Source material
=======

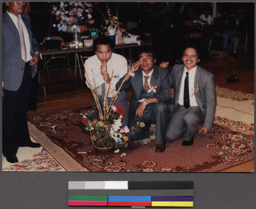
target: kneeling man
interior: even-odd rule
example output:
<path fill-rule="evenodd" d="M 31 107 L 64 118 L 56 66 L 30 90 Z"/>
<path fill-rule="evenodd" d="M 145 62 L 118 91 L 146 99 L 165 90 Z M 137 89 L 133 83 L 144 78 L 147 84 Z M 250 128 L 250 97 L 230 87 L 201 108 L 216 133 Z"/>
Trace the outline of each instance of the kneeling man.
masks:
<path fill-rule="evenodd" d="M 166 69 L 155 64 L 156 58 L 152 48 L 148 45 L 139 48 L 139 61 L 132 64 L 125 81 L 121 88 L 123 91 L 132 87 L 127 136 L 131 141 L 141 140 L 150 136 L 152 123 L 156 123 L 157 152 L 165 149 L 165 133 L 168 116 L 168 108 L 165 102 L 170 97 L 170 89 Z M 116 85 L 120 86 L 125 76 Z M 134 130 L 137 122 L 142 122 L 144 127 Z"/>
<path fill-rule="evenodd" d="M 216 92 L 214 74 L 198 65 L 199 52 L 194 46 L 183 51 L 184 64 L 176 64 L 169 80 L 174 85 L 175 110 L 170 118 L 166 140 L 184 137 L 183 146 L 193 144 L 199 124 L 199 131 L 206 134 L 211 128 L 216 106 Z"/>

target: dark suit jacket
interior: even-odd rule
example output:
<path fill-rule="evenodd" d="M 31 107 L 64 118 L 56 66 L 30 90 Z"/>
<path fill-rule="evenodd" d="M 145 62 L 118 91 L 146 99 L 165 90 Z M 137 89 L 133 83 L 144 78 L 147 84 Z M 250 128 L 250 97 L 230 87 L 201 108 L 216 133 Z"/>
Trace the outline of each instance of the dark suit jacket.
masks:
<path fill-rule="evenodd" d="M 176 64 L 169 74 L 170 84 L 174 85 L 175 107 L 180 95 L 181 79 L 184 71 L 184 64 Z M 195 94 L 199 107 L 204 113 L 203 126 L 210 129 L 214 120 L 216 107 L 216 90 L 214 74 L 200 66 L 197 66 L 195 77 L 194 88 L 199 88 Z"/>
<path fill-rule="evenodd" d="M 129 121 L 135 117 L 135 113 L 138 106 L 140 104 L 137 101 L 140 100 L 143 83 L 143 74 L 141 68 L 139 68 L 135 73 L 135 77 L 125 81 L 121 88 L 120 91 L 123 91 L 131 86 L 133 94 L 130 100 L 129 110 Z M 166 102 L 170 99 L 170 88 L 168 79 L 168 72 L 166 69 L 160 67 L 157 65 L 154 66 L 154 71 L 152 74 L 150 84 L 157 86 L 156 92 L 152 91 L 148 94 L 148 98 L 154 98 L 158 102 Z M 121 85 L 125 76 L 121 78 L 116 85 L 116 89 Z"/>
<path fill-rule="evenodd" d="M 30 54 L 40 52 L 37 42 L 31 32 L 29 15 L 20 14 L 30 40 Z M 25 62 L 22 59 L 20 41 L 18 30 L 8 14 L 3 15 L 3 81 L 4 88 L 17 90 L 22 83 Z M 37 66 L 32 66 L 32 77 L 36 73 Z"/>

=======

Description of the task
Please lay out every line of the rows above as a Markdown table with two columns, Number and Line, numbering the lines in order. Skip blank lines and leave the pictures out.

Written solution
| Number | Line |
|---|---|
| 1 | target: kneeling man |
| 2 | interior: even-odd rule |
| 3 | example output: |
| 4 | <path fill-rule="evenodd" d="M 31 107 L 64 118 L 56 66 L 30 90 Z"/> |
| 5 | <path fill-rule="evenodd" d="M 145 62 L 118 91 L 146 99 L 165 90 Z M 137 89 L 133 83 L 144 78 L 147 84 Z M 250 128 L 250 97 L 230 87 L 201 108 L 216 133 Z"/> |
| 6 | Trace the outline of each instance of the kneeling man. |
| 7 | masks: |
| 8 | <path fill-rule="evenodd" d="M 166 69 L 155 64 L 156 58 L 152 48 L 148 45 L 139 48 L 139 61 L 132 64 L 125 81 L 121 88 L 123 91 L 132 87 L 127 136 L 131 141 L 141 140 L 150 136 L 152 123 L 156 123 L 157 152 L 165 149 L 165 133 L 168 116 L 168 108 L 165 102 L 170 97 L 170 89 Z M 116 85 L 120 86 L 125 76 Z M 134 130 L 137 122 L 142 122 L 144 127 Z"/> |
| 9 | <path fill-rule="evenodd" d="M 216 92 L 214 74 L 198 65 L 199 52 L 194 46 L 183 51 L 184 64 L 176 64 L 169 80 L 174 85 L 175 110 L 170 118 L 166 140 L 184 137 L 183 146 L 193 144 L 199 124 L 199 131 L 206 134 L 211 128 L 216 106 Z"/> |
| 10 | target: dark suit jacket |
| 11 | interior: even-odd rule |
| 12 | example output: |
| 13 | <path fill-rule="evenodd" d="M 31 107 L 64 118 L 56 66 L 30 90 Z"/> |
| 14 | <path fill-rule="evenodd" d="M 145 62 L 118 91 L 146 99 L 165 90 Z M 137 89 L 133 83 L 144 78 L 147 84 Z M 250 128 L 250 97 L 230 87 L 201 108 L 216 133 Z"/> |
| 15 | Trace the outline of each instance of the dark suit jacket. |
| 16 | masks: |
| 17 | <path fill-rule="evenodd" d="M 176 64 L 169 74 L 170 84 L 174 85 L 175 107 L 180 95 L 181 79 L 184 71 L 184 64 Z M 195 94 L 199 107 L 204 113 L 203 126 L 210 129 L 214 120 L 216 107 L 216 90 L 214 74 L 200 66 L 197 66 L 195 77 L 194 88 L 199 88 Z"/> |
| 18 | <path fill-rule="evenodd" d="M 129 121 L 135 117 L 135 113 L 138 106 L 140 104 L 137 101 L 140 100 L 143 83 L 143 74 L 141 68 L 139 68 L 135 73 L 135 77 L 125 81 L 121 88 L 120 91 L 123 91 L 131 86 L 133 94 L 130 100 L 129 110 Z M 166 102 L 170 99 L 170 88 L 168 79 L 168 72 L 166 69 L 160 67 L 157 65 L 154 66 L 154 71 L 152 74 L 150 84 L 157 86 L 156 92 L 152 91 L 148 94 L 148 98 L 154 98 L 158 102 Z M 121 85 L 125 76 L 121 78 L 116 85 L 116 89 Z"/> |
| 19 | <path fill-rule="evenodd" d="M 30 54 L 40 52 L 37 42 L 31 32 L 29 15 L 20 14 L 30 40 Z M 25 62 L 22 59 L 20 41 L 18 30 L 8 14 L 3 15 L 3 81 L 4 88 L 17 90 L 22 83 Z M 37 66 L 32 66 L 32 77 L 36 73 Z"/> |